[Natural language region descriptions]
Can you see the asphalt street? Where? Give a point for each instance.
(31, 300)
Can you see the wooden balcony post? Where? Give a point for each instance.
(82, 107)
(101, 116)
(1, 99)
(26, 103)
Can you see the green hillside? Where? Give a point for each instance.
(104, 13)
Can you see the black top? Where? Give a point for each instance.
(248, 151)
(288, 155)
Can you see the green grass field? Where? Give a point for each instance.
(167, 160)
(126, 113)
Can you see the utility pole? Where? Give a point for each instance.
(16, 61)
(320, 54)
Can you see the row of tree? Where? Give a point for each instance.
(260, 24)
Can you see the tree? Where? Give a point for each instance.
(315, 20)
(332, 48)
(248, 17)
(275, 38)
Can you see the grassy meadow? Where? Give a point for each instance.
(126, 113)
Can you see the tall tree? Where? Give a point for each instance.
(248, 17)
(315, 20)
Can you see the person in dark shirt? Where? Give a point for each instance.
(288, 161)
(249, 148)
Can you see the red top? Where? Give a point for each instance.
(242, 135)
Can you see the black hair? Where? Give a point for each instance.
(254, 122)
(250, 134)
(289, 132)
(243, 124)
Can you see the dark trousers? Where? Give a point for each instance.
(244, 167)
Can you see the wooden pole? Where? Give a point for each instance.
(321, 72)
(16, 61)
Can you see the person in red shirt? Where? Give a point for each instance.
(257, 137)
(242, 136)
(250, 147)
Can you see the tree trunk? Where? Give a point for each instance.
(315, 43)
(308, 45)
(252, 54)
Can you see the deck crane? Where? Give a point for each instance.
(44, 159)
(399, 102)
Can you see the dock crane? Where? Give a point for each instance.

ASSIGNMENT
What's needed is an exact copy of every entry.

ANSWER BOX
Can you see the asphalt street? Where? Give a point for each instance.
(31, 300)
Can you see the wooden balcony post? Where? Give a point for each instance.
(82, 107)
(101, 116)
(1, 99)
(26, 103)
Can you see the green hillside? Where? Give a point for each instance.
(104, 13)
Can you see the black top? Where? Give a point for each instance.
(248, 151)
(288, 155)
Can you see the green grass field? Where? Give a point for each instance.
(167, 160)
(126, 113)
Can you see the utility pole? Where? Give a point for each instance.
(16, 61)
(320, 54)
Can you see the row of tree? Where? Give a point for each instance.
(260, 24)
Can you see the tree? Where? Give a point for each instance.
(315, 20)
(332, 48)
(248, 17)
(275, 38)
Can you see the grassy meadow? Where? Give a point for each instance.
(126, 113)
Can you see the tall tree? Where? Give a point for each instance.
(248, 17)
(315, 20)
Can you see the person in dark shirt? Where? Give a point for each instance.
(288, 161)
(249, 148)
Can you see the red top? Where? Give a point for each instance.
(242, 135)
Can you see the black hair? Where? Give a point for each instance.
(254, 122)
(250, 134)
(289, 132)
(243, 124)
Can you see the dark trousers? Where? Give a point for each instance.
(244, 167)
Can you see the wooden pole? Where? Give a point for each instance.
(321, 72)
(16, 61)
Can you see the person in red shirt? Where? Give a point for each instance.
(257, 137)
(242, 136)
(250, 147)
Can you see the tree trunk? Where? Give a point for each instance.
(315, 43)
(308, 45)
(252, 54)
Can you see the deck crane? Where? Give a point for each instance.
(44, 159)
(399, 102)
Can you see the dock crane? Where? Give a point for each instance.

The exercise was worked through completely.